## Aim
Scale the data below from its first line through the line containing "[86,115,136,164]", both ends included. Repeat every line, requests too, but multiply each bounding box coordinate in the answers by 1.1 and round to whole numbers, with halves rounding up, and return only those lines.

## Record excerpts
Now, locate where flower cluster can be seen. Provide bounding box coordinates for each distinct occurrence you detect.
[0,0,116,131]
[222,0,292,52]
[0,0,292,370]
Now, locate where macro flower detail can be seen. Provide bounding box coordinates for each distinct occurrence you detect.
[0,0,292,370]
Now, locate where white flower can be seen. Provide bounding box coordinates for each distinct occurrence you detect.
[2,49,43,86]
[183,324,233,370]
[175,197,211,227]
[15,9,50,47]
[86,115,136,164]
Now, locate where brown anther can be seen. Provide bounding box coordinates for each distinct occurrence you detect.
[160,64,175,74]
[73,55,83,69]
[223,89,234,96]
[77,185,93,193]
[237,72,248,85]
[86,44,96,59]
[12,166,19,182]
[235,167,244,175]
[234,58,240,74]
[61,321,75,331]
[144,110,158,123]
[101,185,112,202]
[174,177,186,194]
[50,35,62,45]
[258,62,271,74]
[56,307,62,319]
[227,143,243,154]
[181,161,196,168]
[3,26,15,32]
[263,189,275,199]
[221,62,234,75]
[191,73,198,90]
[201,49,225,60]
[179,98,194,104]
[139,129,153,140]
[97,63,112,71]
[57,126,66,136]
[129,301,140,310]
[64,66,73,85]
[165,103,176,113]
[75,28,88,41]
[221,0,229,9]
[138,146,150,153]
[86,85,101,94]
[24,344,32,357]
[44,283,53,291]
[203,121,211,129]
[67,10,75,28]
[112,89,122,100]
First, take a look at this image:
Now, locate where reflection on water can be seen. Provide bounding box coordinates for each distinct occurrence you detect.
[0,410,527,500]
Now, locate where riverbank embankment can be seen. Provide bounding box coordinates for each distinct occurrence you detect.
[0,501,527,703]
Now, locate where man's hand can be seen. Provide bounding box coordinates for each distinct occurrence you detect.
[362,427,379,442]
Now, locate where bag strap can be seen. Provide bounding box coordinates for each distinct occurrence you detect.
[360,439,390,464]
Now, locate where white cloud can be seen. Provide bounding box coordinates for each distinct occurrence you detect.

## Expected output
Now, locate where flower cluster can be seen. Provide bounding box coordinates for each distinct occurrence you detect.
[0,0,128,144]
[244,0,321,57]
[0,0,321,407]
Now, locate where macro flower detail can be seen. Provide bounding box coordinates for each distinct occurrence you detect.
[0,0,321,407]
Now, locate where white flower can be seen. Provide bounding box coordinates for each distinct occurrence you detect.
[2,54,47,95]
[201,356,256,407]
[193,217,232,250]
[17,10,55,52]
[95,127,150,180]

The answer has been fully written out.